§ **Job**: Rewrite the rows from the line with "Traffic incident detector — please mark the foam" up to and including the line with "[5,235,725,389]", raising every box coordinate by 52 and leaving the other lines unchanged.

● ● ● ● ●

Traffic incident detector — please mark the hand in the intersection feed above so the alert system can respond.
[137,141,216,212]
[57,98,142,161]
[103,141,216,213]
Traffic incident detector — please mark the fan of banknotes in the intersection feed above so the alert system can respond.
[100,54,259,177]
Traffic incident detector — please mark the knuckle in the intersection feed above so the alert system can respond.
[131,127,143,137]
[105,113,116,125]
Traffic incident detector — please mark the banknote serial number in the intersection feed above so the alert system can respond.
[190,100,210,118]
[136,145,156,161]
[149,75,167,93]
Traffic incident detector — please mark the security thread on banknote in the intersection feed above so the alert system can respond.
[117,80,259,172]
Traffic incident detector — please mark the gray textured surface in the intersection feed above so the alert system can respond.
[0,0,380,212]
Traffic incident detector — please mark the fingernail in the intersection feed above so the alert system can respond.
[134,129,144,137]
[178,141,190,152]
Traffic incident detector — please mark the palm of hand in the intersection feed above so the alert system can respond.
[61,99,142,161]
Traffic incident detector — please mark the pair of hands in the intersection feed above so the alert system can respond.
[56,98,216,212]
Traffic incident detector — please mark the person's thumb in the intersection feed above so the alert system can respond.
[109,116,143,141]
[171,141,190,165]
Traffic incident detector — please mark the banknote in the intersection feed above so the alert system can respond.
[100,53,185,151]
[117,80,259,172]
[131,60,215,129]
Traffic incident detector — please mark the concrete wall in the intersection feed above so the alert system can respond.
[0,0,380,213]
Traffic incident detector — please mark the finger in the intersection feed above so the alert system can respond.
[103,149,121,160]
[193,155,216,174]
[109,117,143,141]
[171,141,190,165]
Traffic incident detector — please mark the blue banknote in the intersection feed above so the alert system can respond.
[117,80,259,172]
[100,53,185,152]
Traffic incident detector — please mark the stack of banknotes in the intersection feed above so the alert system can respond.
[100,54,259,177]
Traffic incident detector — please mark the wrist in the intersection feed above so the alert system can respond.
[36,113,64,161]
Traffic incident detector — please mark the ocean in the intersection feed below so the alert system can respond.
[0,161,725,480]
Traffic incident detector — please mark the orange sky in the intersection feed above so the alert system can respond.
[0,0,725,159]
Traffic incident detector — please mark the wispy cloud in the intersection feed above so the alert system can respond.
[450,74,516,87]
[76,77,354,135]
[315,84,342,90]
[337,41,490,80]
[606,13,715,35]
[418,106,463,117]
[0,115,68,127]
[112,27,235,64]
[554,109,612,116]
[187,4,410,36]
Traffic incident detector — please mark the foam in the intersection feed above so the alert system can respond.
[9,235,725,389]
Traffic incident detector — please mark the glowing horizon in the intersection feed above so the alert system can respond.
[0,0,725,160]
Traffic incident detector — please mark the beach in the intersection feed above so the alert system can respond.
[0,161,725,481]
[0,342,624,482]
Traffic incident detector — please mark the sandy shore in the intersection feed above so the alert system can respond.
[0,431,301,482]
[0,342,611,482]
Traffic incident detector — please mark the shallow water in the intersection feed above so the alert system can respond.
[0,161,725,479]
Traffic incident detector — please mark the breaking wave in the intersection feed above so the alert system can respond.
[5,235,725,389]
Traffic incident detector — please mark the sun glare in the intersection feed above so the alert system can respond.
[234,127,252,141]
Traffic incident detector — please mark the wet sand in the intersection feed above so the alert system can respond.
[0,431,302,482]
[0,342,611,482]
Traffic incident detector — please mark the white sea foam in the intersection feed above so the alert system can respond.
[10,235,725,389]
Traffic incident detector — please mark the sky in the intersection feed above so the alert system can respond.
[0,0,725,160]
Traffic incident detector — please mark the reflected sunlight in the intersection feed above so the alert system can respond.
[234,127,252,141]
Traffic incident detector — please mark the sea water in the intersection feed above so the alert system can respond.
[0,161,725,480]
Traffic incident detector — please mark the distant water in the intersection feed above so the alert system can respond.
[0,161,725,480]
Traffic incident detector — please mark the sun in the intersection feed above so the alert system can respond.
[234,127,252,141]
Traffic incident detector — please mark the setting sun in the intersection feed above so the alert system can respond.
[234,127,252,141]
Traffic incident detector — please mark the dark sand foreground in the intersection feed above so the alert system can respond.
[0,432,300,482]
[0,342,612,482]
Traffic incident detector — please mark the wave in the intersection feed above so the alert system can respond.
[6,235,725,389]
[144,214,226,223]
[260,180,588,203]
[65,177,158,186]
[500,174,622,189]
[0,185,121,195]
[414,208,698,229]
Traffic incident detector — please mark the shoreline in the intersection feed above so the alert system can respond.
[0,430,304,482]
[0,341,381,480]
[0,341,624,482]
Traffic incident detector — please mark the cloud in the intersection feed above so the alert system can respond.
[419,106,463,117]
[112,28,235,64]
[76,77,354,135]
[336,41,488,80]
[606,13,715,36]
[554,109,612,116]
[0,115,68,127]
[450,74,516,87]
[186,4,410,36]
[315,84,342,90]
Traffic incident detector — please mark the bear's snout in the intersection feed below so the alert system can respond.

● ● ● ● ●

§ **Solution to the exercise**:
Traffic incident detector — please mark the foam in the intersection feed above so the alert system can respond.
[61,287,777,441]
Traffic incident detector — please mark the glowing horizon in the intersection feed above so the alert system can respond.
[52,52,777,212]
Traffic incident detector — please mark the beach in the intersection feed above so the alert system can respond.
[52,213,777,533]
[52,394,676,534]
Traffic incident detector — please mark the sandy shore in the intersection feed above so the alert system can respond.
[52,483,353,534]
[52,394,663,534]
Traffic incident detector — please mark the shallow water in the intersection feed above so the alert system can respond.
[52,213,777,531]
Traffic incident detector — please mark the breaking wave in the intersection feed above so the alert system can respond.
[57,287,777,441]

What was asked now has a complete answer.